Image location labeling entries
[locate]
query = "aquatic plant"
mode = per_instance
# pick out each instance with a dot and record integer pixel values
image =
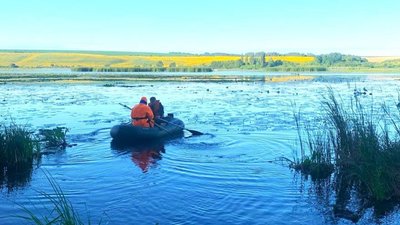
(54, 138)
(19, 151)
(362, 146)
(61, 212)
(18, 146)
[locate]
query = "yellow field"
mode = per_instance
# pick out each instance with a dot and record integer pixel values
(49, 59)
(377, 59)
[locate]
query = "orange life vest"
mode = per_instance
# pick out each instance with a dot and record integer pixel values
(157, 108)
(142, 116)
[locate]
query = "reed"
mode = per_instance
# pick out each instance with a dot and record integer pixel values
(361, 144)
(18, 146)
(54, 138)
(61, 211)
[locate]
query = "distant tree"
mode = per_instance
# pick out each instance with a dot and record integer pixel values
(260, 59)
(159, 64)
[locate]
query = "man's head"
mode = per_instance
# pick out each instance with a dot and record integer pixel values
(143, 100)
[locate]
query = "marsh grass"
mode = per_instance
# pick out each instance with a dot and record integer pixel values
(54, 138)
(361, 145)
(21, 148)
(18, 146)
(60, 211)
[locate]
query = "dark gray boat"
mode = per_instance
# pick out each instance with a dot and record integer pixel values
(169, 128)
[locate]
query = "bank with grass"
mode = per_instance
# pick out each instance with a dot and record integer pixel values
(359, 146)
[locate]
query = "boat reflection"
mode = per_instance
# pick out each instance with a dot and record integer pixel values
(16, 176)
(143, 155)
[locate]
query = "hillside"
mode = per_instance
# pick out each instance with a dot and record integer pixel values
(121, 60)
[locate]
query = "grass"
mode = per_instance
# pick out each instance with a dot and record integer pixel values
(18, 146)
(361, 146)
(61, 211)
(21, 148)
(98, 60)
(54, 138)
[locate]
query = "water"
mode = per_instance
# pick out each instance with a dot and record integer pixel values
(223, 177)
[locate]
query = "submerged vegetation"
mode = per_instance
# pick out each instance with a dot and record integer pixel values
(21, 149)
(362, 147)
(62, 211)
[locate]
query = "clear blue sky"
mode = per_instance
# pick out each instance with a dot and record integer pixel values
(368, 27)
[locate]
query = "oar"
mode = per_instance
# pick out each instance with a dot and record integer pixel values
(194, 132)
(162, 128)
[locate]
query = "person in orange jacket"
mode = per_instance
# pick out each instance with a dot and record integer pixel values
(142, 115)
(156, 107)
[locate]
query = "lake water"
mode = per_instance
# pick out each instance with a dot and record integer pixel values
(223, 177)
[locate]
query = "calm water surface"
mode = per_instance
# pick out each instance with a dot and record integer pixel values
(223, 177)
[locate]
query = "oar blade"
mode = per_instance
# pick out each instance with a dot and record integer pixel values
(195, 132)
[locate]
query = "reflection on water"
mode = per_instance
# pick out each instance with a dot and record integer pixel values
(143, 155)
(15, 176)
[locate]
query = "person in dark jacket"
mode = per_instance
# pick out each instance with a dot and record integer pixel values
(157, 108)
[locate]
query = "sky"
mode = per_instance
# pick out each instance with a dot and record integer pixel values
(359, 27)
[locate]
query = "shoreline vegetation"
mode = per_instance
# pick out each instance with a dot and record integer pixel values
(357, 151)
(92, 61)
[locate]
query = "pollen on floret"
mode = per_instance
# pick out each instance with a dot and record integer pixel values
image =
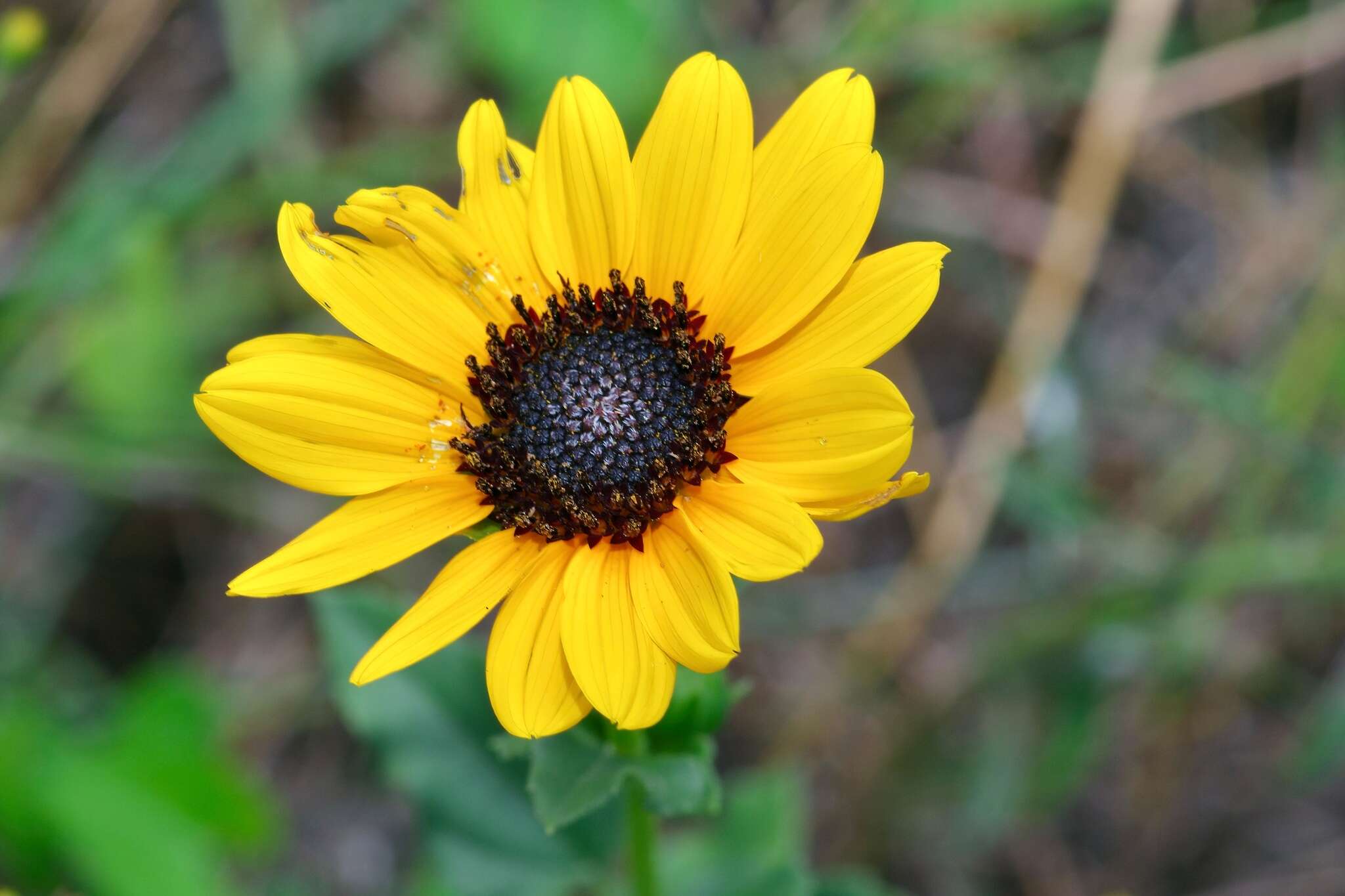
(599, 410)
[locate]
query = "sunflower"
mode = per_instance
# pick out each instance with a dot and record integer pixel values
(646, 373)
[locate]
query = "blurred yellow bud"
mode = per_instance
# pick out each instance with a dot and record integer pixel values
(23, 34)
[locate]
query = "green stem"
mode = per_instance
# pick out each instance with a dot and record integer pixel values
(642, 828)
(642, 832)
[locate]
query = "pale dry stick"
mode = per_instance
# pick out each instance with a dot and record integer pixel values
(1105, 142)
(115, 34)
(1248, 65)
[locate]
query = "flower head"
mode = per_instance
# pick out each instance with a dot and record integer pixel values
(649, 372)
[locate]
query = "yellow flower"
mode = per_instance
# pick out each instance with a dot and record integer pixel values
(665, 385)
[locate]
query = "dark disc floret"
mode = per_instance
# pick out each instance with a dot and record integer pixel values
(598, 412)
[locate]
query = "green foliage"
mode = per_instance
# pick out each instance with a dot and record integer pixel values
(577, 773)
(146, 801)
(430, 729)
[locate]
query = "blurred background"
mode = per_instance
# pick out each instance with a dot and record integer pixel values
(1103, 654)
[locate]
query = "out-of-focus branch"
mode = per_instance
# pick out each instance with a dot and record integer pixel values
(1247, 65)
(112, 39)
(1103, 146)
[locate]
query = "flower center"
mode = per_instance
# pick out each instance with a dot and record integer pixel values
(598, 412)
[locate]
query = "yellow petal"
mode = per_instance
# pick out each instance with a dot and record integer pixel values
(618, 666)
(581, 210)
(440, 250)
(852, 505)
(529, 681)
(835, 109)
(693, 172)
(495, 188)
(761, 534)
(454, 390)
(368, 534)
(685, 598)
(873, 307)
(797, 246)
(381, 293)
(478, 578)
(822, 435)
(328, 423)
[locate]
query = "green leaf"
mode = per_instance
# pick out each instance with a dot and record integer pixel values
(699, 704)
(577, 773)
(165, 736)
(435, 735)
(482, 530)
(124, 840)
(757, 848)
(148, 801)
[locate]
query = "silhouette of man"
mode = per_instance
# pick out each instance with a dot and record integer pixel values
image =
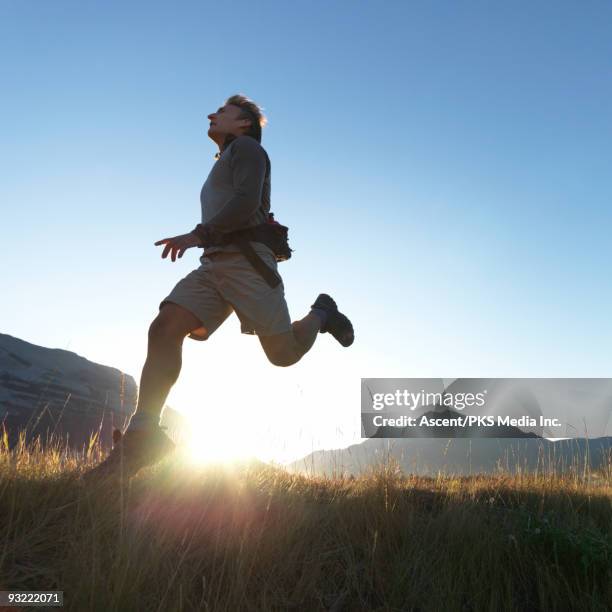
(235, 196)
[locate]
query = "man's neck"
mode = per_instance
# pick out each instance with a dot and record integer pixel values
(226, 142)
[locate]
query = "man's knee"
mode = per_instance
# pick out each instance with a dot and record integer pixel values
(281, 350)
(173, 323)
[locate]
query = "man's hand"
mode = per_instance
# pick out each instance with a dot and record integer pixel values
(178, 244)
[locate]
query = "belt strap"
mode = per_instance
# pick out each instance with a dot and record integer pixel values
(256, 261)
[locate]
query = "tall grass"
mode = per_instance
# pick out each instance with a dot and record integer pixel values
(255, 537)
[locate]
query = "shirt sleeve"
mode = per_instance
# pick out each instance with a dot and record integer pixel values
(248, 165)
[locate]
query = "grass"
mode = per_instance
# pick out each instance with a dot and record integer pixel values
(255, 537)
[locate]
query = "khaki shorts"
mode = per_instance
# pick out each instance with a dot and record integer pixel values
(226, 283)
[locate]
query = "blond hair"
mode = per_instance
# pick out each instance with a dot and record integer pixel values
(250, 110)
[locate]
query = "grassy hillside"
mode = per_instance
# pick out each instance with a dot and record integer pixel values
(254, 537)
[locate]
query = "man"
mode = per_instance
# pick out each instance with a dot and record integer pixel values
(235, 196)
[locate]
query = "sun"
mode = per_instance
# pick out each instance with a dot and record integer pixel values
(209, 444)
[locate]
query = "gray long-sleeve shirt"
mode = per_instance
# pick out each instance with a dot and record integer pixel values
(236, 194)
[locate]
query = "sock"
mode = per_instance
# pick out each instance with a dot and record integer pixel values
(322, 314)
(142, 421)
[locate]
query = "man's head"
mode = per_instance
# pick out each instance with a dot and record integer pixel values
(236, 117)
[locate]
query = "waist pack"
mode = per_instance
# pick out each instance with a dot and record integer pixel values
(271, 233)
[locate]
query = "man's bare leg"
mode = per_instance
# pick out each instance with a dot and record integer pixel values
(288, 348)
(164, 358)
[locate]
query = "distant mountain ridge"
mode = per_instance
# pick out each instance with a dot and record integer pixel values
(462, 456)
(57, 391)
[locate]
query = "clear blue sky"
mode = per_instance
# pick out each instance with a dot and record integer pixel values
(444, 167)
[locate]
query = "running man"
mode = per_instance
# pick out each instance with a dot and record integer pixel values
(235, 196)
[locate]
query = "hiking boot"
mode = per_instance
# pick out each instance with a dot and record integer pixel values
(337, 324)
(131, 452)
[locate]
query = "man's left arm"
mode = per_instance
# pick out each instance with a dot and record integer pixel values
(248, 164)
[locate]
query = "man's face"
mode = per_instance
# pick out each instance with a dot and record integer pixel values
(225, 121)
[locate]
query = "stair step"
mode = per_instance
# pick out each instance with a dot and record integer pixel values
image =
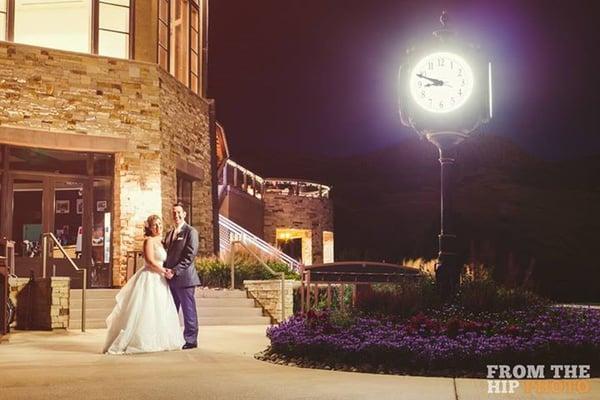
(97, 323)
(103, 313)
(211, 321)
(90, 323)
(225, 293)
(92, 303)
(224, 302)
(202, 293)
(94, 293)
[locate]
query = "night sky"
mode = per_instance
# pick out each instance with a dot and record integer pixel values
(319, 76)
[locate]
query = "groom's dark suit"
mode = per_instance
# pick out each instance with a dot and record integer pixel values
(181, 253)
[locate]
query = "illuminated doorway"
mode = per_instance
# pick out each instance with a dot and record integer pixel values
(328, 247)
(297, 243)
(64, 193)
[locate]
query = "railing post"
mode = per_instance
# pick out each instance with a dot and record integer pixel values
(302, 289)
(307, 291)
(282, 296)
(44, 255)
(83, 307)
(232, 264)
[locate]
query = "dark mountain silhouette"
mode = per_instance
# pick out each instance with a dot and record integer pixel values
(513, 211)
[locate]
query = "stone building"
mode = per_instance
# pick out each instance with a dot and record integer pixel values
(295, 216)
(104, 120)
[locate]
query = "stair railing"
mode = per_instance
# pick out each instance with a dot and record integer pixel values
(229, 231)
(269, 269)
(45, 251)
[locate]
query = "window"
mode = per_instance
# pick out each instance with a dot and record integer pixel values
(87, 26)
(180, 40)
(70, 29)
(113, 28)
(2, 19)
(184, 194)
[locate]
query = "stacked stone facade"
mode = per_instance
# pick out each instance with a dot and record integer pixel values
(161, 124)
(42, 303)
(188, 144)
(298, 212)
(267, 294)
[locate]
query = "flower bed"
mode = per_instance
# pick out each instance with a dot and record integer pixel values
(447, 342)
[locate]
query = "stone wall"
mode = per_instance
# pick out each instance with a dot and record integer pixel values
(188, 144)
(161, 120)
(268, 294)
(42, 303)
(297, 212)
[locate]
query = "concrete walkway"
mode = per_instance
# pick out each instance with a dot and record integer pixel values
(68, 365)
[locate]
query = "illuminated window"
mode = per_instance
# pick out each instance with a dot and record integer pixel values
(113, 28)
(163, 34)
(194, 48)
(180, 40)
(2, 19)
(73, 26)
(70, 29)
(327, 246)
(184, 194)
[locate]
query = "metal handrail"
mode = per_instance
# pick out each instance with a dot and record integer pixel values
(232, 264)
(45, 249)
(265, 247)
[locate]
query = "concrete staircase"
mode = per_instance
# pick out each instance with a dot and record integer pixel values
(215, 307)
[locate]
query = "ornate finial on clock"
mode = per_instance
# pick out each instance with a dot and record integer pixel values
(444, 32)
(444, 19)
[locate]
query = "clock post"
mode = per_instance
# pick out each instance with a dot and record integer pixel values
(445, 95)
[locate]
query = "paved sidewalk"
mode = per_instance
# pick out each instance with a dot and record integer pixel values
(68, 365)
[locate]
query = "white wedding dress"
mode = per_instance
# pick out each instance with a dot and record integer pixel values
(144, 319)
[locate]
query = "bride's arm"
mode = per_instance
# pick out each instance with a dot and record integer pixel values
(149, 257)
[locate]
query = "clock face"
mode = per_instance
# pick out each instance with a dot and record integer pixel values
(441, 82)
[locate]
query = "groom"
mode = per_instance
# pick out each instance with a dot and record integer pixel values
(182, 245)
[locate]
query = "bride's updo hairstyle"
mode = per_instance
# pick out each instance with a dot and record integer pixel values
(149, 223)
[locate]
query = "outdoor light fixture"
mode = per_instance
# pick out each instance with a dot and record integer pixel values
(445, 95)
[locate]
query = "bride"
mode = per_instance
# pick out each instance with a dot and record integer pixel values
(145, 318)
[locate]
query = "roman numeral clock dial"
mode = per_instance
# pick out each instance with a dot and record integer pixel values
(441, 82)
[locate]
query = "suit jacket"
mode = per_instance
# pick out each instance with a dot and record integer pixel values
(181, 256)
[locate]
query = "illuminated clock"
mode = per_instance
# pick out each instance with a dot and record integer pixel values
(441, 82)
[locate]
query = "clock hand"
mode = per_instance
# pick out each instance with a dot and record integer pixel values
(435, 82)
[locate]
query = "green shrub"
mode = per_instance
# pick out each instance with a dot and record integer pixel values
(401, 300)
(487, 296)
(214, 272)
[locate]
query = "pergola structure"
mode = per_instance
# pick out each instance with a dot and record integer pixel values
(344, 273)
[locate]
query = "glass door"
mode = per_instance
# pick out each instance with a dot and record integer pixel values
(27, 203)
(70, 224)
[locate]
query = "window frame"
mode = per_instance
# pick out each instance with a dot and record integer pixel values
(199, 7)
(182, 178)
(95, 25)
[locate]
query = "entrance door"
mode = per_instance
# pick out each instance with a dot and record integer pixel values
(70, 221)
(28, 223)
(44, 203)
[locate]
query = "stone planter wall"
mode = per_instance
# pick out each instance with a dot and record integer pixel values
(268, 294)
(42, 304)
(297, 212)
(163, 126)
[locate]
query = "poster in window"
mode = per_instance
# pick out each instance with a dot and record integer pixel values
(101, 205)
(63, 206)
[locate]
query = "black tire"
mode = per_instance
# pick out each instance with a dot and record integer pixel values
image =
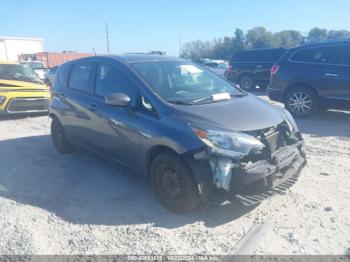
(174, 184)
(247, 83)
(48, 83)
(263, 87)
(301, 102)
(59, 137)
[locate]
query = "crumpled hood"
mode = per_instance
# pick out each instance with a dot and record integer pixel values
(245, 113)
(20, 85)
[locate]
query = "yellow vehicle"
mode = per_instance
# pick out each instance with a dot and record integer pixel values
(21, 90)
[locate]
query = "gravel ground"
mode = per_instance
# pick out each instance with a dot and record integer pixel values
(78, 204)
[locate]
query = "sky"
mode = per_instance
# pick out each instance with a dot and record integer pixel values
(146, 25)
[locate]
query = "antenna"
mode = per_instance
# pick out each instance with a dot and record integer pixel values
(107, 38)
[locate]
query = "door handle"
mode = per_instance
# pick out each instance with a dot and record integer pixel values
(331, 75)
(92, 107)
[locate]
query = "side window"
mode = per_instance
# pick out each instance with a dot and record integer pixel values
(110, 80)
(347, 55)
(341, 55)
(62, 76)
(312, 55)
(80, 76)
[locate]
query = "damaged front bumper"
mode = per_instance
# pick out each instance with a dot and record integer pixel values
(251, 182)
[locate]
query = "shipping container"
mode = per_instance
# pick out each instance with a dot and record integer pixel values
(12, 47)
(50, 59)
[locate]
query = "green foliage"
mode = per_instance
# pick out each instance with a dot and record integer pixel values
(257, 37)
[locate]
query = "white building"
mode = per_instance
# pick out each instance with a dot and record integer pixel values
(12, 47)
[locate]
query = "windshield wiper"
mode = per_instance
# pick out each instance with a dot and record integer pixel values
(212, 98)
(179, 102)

DIRECTIONS FOR THIS TASK: In the listing above, locate every line containing the word "mountain" and copy each one. Matching is case-sensitive.

REPLY:
query = "distant mountain ridge"
query = "dark mountain silhouette"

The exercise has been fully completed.